__What this task involves__
Would you retype the whole listing verbatim, keeping pictures out of it?
──────
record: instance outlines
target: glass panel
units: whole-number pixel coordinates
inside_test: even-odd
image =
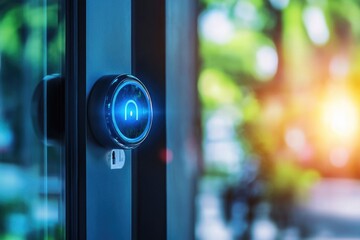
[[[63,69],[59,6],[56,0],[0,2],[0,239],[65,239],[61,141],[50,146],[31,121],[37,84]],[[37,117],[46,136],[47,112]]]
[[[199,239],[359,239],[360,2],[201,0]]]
──────
__Exercise output__
record: instance outlines
target: glass panel
units: whole-number pixel coordinates
inside_test: even-odd
image =
[[[63,69],[59,6],[56,0],[0,2],[0,239],[65,239],[61,141],[50,146],[31,121],[37,84]],[[37,117],[46,136],[47,112]]]
[[[199,239],[359,239],[360,2],[201,0]]]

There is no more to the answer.